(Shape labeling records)
-*-
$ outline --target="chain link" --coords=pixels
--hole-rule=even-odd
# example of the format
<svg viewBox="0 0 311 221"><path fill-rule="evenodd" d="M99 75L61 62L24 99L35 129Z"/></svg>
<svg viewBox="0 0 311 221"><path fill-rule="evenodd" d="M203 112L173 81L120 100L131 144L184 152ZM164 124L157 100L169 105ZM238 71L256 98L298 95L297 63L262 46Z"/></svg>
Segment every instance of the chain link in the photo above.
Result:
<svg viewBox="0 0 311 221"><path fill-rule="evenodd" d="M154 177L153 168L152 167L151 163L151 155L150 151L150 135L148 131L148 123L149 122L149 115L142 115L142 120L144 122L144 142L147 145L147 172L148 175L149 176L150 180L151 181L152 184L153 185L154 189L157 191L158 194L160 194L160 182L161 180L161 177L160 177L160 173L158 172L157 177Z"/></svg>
-*-
Do this
Every entry in the listing must be retyped exactly.

Completed exercise
$ outline --target="chain link" --coords=pixels
--hole-rule=even-odd
# example of the format
<svg viewBox="0 0 311 221"><path fill-rule="evenodd" d="M99 75L61 62L24 99L35 129Z"/></svg>
<svg viewBox="0 0 311 221"><path fill-rule="evenodd" d="M203 112L173 81L120 100L131 144L184 152ZM164 124L157 100L169 105ZM238 71L256 98L298 95L297 63L262 46Z"/></svg>
Segment every instance of the chain link in the photo above.
Result:
<svg viewBox="0 0 311 221"><path fill-rule="evenodd" d="M154 177L153 168L152 167L151 163L151 155L150 151L150 135L148 131L148 123L149 122L149 115L142 115L142 120L144 122L144 142L147 145L147 172L148 175L149 176L150 180L151 181L152 184L153 185L154 189L157 191L158 194L160 194L160 182L161 180L161 177L160 177L160 173L158 172L157 177Z"/></svg>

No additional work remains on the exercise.